**Short task:** In the H13 heat treatment guide below, what annealed hardness is given for H13 tool steel?

H13 Heat Treatment Guide
H13 tool steel is typically heat-treated by annealing at 845–900 °C / 1550–1650 °F, preheating at 790–815 °C / 1450–1500 °F, austenitizing at 995–1025 °C / 1825–1875 °F, quenching in still air or high-pressure gas, and double tempering at 510–620 °C / 950–1150 °F. After proper heat treatment, H13 usually reaches about 51–54 HRC as-quenched and is commonly tempered to a working hardness of 40–50 HRC, depending on the application.
Aobo Steel supplies H13 tool steel in an annealed condition for hot-work tooling applications, including die-casting dies, forging dies, and extrusion tooling. For sizes, specifications, and bulk supply details, visit our H13 Tool Steel product page or contact [email protected].
H13 Tool Steel Heat Treatment Overview
H13 is usually supplied in the annealed condition for machining, then hardened and tempered to the final working hardness.
| Stage | Main Purpose | Typical Result |
| Annealing | Soften the steel for machining and relieve stress | Spheroidized structure and lower hardness |
| Preheating | Reduce thermal shock and equalize temperature | Lower cracking and distortion risk |
| Austenitizing | Build the hardening base | High hardenability and potential hardness |
| Quenching | Form the hardened structure | High as-quenched hardness |
| Tempering | Adjust hardness, toughness, and thermal stability | Final working properties |
Step-by-Step: How to Heat Treat H13 Tool Steel
Step 1: Annealing H13 Tool Steel Before Machining
H13 is normally supplied in the annealed condition because this is the most practical state for machining and rough shaping. A proper anneal produces a spheroidized carbide structure, softens the steel, and reduces internal stress from prior processing.
A typical annealing range is 845 to 900 °C (1550 to 1650 °F). Some practices also cite 871 °C (1600 °F) with holding time based on section thickness. After soaking, H13 should be cooled very slowly in the furnace, typically at about 14 to 15 °C per hour, to about 480 to 500 °C, then air-cooled to room temperature.
For consistency, the annealed hardness of H13 is best reported as approximately 192-229 HB. That is the key takeaway readers need.
Step 2: Preheating H13 Tool Steel
Preheating is used before hardening to reduce thermal shock and improve temperature uniformity through the section. This becomes more important as the tool becomes larger or more complex.

**Entries shown:**

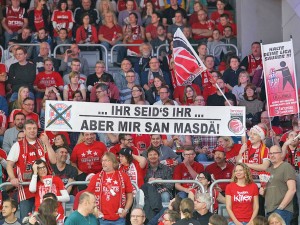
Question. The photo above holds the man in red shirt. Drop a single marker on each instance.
(220, 169)
(27, 110)
(113, 191)
(86, 156)
(125, 141)
(187, 170)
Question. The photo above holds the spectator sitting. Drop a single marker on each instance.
(73, 86)
(231, 75)
(68, 60)
(214, 48)
(151, 29)
(44, 54)
(178, 23)
(123, 17)
(86, 33)
(215, 16)
(239, 89)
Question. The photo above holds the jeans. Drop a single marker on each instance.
(287, 216)
(26, 206)
(14, 96)
(120, 221)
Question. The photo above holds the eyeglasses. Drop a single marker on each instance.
(274, 153)
(41, 168)
(136, 216)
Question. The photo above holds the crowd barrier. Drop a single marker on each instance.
(105, 57)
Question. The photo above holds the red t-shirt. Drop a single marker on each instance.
(209, 25)
(52, 135)
(44, 80)
(116, 149)
(88, 157)
(109, 203)
(215, 16)
(30, 116)
(141, 141)
(182, 173)
(152, 30)
(242, 200)
(2, 83)
(179, 92)
(220, 173)
(135, 172)
(233, 152)
(108, 33)
(51, 184)
(62, 19)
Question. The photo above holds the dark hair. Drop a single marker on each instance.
(14, 203)
(50, 195)
(19, 114)
(60, 3)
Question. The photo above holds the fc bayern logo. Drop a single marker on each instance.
(59, 115)
(235, 126)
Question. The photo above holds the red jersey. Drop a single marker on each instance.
(51, 184)
(14, 19)
(62, 19)
(29, 116)
(141, 141)
(116, 149)
(179, 92)
(182, 173)
(215, 16)
(109, 33)
(88, 157)
(242, 200)
(152, 30)
(220, 173)
(208, 25)
(44, 80)
(135, 172)
(108, 189)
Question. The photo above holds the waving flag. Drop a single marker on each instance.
(187, 63)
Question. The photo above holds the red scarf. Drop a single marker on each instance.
(102, 183)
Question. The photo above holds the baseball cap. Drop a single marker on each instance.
(125, 151)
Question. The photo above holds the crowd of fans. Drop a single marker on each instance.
(110, 162)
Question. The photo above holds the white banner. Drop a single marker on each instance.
(144, 119)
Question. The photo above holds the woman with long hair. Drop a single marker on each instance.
(241, 196)
(152, 94)
(43, 182)
(138, 96)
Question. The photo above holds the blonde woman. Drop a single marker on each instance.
(241, 196)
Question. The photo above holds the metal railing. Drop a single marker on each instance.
(211, 188)
(124, 45)
(85, 45)
(226, 45)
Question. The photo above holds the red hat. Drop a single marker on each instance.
(219, 149)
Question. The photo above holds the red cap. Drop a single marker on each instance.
(219, 148)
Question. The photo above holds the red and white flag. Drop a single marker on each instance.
(187, 63)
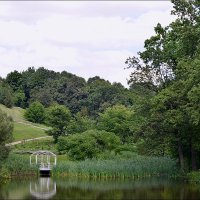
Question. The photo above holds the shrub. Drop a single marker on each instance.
(194, 177)
(35, 113)
(89, 144)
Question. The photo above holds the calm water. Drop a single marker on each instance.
(48, 188)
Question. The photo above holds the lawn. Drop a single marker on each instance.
(26, 131)
(16, 113)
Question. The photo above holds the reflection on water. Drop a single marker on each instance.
(43, 188)
(49, 188)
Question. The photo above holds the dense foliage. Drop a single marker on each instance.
(57, 117)
(170, 65)
(89, 144)
(6, 128)
(158, 115)
(35, 113)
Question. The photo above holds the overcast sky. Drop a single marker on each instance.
(86, 38)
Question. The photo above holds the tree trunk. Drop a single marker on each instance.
(180, 153)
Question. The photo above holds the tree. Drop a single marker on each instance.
(89, 144)
(170, 63)
(14, 79)
(35, 113)
(6, 97)
(80, 124)
(6, 128)
(117, 119)
(58, 117)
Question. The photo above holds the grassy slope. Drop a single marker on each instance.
(27, 129)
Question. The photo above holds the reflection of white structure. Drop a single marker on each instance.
(43, 159)
(45, 188)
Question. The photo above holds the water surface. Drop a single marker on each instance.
(49, 188)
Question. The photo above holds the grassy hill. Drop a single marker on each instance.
(23, 129)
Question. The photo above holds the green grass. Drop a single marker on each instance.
(19, 165)
(16, 113)
(135, 167)
(35, 145)
(23, 131)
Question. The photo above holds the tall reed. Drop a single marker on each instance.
(140, 166)
(19, 165)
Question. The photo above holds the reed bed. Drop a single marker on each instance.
(19, 165)
(137, 167)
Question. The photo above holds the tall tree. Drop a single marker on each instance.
(58, 117)
(6, 128)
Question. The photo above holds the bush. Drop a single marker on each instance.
(194, 177)
(35, 113)
(89, 144)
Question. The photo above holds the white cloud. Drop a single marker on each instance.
(85, 38)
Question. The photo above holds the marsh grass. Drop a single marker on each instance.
(135, 167)
(19, 165)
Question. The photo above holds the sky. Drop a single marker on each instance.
(86, 38)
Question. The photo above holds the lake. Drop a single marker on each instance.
(68, 188)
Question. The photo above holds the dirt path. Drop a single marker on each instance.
(27, 140)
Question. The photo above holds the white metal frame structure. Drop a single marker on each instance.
(43, 158)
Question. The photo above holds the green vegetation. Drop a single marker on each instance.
(157, 117)
(35, 113)
(6, 128)
(27, 131)
(58, 118)
(15, 112)
(118, 120)
(89, 144)
(35, 145)
(18, 165)
(119, 167)
(194, 177)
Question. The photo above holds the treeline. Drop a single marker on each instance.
(49, 87)
(170, 63)
(158, 115)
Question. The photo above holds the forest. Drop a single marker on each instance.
(158, 115)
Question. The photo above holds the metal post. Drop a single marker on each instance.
(55, 159)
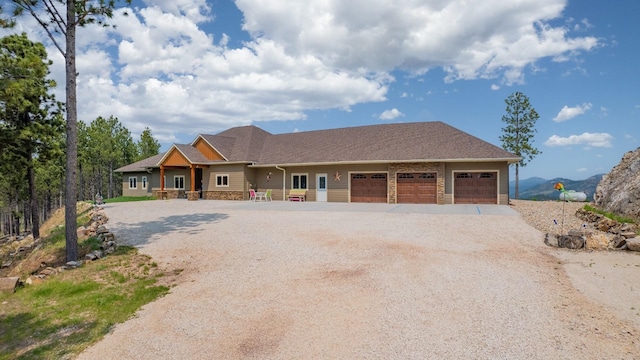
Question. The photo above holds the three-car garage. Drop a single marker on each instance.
(479, 187)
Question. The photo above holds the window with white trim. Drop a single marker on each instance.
(133, 182)
(178, 182)
(299, 181)
(222, 180)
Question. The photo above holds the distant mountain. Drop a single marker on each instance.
(540, 189)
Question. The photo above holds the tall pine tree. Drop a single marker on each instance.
(518, 134)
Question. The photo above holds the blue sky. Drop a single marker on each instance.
(185, 67)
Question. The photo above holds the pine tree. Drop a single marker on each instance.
(518, 135)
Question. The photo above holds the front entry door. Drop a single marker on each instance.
(321, 187)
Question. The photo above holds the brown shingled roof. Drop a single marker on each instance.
(142, 165)
(420, 141)
(243, 143)
(435, 141)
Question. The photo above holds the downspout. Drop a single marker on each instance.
(284, 182)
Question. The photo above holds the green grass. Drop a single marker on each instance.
(72, 310)
(60, 317)
(129, 199)
(610, 215)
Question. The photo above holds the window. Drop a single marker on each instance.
(222, 180)
(178, 182)
(299, 181)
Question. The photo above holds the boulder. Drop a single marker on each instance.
(633, 244)
(9, 283)
(619, 190)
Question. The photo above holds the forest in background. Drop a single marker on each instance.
(32, 143)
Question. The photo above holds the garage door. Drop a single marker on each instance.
(417, 188)
(475, 188)
(369, 188)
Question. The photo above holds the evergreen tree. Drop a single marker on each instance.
(518, 134)
(78, 13)
(147, 145)
(28, 113)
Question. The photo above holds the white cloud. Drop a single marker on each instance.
(390, 114)
(488, 39)
(589, 139)
(567, 113)
(158, 66)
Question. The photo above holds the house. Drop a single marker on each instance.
(422, 162)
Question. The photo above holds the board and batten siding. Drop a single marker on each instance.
(236, 173)
(502, 168)
(206, 150)
(337, 190)
(139, 191)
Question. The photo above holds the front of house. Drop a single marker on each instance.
(425, 163)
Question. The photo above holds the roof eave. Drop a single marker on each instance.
(353, 162)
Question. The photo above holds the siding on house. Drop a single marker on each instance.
(139, 191)
(249, 156)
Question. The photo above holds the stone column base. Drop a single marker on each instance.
(161, 195)
(193, 195)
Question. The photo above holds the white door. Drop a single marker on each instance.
(321, 187)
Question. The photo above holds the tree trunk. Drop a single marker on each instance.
(83, 193)
(110, 179)
(33, 201)
(71, 223)
(517, 181)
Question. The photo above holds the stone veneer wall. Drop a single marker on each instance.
(438, 168)
(171, 194)
(223, 195)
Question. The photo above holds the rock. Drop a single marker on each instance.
(81, 232)
(565, 241)
(619, 190)
(94, 255)
(48, 271)
(34, 280)
(633, 244)
(102, 230)
(9, 283)
(618, 242)
(605, 224)
(597, 241)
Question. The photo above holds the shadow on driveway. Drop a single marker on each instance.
(140, 233)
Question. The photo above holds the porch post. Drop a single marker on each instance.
(193, 194)
(193, 177)
(161, 177)
(162, 194)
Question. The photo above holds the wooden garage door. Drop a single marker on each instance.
(369, 188)
(476, 188)
(417, 188)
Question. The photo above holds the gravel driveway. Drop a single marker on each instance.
(264, 281)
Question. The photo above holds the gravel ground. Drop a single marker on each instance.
(356, 285)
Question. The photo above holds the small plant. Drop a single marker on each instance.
(130, 199)
(609, 215)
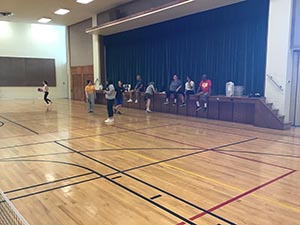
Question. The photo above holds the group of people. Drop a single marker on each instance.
(114, 94)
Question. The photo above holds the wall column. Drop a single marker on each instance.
(279, 55)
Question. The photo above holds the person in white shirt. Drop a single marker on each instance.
(150, 90)
(46, 92)
(189, 90)
(110, 97)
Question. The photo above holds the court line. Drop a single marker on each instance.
(20, 125)
(46, 183)
(228, 132)
(213, 149)
(239, 196)
(81, 137)
(144, 182)
(106, 178)
(260, 153)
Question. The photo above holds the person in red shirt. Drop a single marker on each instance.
(204, 90)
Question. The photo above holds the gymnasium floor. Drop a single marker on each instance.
(67, 167)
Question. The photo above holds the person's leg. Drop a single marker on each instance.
(45, 97)
(130, 96)
(136, 96)
(175, 93)
(168, 93)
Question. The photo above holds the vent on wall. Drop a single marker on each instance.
(6, 14)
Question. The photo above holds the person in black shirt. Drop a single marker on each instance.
(119, 96)
(137, 89)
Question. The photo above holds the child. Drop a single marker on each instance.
(150, 90)
(119, 97)
(110, 97)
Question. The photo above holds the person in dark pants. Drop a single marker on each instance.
(175, 89)
(119, 97)
(110, 97)
(46, 92)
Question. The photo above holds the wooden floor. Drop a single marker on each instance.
(65, 166)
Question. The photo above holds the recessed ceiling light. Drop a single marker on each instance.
(84, 1)
(62, 11)
(44, 20)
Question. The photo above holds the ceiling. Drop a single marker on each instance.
(133, 22)
(29, 11)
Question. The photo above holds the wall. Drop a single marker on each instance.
(39, 41)
(279, 55)
(80, 44)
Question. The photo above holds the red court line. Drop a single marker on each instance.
(253, 160)
(238, 197)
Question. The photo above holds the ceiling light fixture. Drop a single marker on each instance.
(62, 11)
(110, 24)
(44, 20)
(84, 1)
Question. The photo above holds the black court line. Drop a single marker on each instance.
(153, 186)
(111, 181)
(243, 135)
(46, 183)
(81, 137)
(20, 125)
(261, 153)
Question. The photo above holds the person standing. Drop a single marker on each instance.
(119, 97)
(110, 97)
(46, 92)
(150, 90)
(175, 89)
(90, 94)
(203, 92)
(138, 88)
(189, 90)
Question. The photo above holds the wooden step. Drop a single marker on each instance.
(269, 105)
(275, 111)
(281, 118)
(287, 126)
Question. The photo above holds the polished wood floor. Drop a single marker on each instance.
(63, 166)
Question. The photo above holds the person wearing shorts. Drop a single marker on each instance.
(150, 90)
(119, 97)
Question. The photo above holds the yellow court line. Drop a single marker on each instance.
(275, 202)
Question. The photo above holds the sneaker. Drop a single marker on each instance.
(198, 108)
(109, 120)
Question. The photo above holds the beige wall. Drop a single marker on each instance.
(36, 41)
(80, 44)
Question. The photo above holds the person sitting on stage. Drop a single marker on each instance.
(150, 90)
(137, 89)
(203, 92)
(119, 97)
(175, 89)
(189, 90)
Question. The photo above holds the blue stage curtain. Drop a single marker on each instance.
(227, 43)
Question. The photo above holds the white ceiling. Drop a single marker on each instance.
(29, 11)
(176, 12)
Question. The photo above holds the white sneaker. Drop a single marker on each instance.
(109, 120)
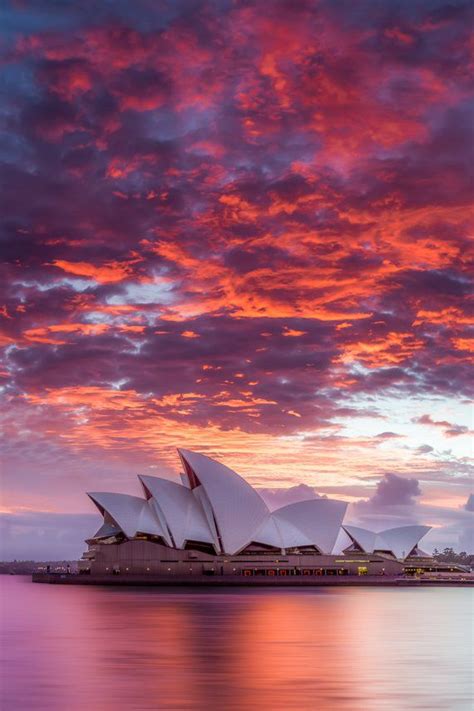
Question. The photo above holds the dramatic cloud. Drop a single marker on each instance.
(393, 490)
(240, 231)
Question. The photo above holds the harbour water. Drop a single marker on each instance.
(355, 649)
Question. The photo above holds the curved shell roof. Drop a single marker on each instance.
(131, 513)
(400, 541)
(238, 510)
(183, 515)
(215, 506)
(317, 520)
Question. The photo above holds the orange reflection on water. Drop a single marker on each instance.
(352, 649)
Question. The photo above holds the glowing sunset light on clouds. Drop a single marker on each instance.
(244, 233)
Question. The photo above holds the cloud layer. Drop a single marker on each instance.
(241, 232)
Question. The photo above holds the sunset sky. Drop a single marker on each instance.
(241, 228)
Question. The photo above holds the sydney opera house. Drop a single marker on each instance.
(213, 523)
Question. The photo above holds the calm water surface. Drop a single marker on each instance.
(71, 648)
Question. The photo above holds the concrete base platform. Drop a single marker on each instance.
(256, 581)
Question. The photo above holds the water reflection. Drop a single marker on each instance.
(359, 648)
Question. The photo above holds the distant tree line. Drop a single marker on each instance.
(449, 555)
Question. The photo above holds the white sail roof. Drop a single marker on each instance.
(238, 510)
(131, 513)
(399, 541)
(361, 537)
(317, 520)
(183, 515)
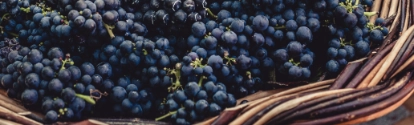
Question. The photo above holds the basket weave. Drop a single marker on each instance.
(386, 8)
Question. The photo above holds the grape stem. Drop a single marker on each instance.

**Answer to the problem:** Approximately 192–229 HB.